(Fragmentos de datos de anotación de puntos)

┌────────

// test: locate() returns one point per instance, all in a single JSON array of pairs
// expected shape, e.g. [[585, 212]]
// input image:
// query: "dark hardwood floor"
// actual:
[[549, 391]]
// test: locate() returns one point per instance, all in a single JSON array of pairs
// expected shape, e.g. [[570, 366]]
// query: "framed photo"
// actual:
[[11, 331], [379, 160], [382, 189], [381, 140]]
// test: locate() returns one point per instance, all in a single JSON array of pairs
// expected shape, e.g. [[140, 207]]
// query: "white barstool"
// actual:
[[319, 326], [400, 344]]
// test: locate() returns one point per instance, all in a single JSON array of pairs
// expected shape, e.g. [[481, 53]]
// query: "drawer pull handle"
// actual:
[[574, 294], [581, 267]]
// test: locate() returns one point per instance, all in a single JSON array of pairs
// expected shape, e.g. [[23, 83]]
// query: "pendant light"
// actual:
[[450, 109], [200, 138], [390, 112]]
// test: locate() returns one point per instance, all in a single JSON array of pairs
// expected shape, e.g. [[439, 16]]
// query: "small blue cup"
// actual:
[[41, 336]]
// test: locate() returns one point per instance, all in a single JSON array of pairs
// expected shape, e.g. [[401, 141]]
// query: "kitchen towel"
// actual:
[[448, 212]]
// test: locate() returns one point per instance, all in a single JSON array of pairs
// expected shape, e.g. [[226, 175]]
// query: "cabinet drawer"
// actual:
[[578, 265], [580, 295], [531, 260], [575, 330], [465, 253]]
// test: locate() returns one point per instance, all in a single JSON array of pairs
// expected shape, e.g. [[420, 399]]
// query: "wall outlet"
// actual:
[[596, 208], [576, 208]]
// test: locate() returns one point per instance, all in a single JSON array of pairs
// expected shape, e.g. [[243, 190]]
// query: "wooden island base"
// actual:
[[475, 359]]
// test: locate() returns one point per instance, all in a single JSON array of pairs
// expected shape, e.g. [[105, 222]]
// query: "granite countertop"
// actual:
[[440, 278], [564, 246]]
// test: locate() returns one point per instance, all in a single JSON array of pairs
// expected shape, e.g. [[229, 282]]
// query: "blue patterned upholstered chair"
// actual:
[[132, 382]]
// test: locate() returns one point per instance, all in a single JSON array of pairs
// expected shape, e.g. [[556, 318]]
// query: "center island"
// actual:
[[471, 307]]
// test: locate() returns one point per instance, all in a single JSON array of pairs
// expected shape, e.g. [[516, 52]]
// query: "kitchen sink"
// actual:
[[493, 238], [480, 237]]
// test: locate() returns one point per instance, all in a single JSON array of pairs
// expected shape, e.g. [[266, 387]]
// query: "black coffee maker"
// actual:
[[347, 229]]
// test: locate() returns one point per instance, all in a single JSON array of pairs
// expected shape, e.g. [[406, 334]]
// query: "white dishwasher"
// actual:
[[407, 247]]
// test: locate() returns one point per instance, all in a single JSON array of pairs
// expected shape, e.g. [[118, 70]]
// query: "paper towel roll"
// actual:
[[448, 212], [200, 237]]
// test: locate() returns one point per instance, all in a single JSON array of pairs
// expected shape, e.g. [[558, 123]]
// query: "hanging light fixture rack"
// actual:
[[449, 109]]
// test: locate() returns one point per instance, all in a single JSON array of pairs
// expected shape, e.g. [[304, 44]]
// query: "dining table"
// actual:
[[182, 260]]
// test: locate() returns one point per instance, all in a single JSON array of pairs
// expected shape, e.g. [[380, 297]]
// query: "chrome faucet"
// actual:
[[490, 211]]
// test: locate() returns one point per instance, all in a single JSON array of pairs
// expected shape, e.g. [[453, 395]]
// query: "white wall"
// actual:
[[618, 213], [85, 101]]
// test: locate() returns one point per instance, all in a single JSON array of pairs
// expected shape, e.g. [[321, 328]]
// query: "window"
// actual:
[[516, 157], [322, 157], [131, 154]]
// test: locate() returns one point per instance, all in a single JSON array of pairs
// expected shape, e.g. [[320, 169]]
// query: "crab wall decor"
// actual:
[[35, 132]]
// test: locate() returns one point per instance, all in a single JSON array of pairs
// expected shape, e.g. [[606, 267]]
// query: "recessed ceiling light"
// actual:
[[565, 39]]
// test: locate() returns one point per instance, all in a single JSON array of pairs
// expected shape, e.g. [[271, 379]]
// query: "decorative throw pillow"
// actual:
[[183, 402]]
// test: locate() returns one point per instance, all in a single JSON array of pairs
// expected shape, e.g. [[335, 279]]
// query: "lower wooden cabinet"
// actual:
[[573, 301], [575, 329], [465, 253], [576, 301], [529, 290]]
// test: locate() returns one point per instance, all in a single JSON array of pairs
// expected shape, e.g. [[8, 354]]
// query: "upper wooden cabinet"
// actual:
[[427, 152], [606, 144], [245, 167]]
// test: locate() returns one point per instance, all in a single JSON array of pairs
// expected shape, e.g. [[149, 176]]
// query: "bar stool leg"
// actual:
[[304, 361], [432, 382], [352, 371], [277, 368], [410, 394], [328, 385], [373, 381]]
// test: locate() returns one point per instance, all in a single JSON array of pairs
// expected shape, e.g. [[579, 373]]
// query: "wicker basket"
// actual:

└────────

Objetivo: Filtra las entradas y copia cada línea que contenga la palabra "wall". Se distingue entre mayúsculas y minúsculas.

La solución:
// query: "wall outlet"
// query: "white wall"
// query: "crab wall decor"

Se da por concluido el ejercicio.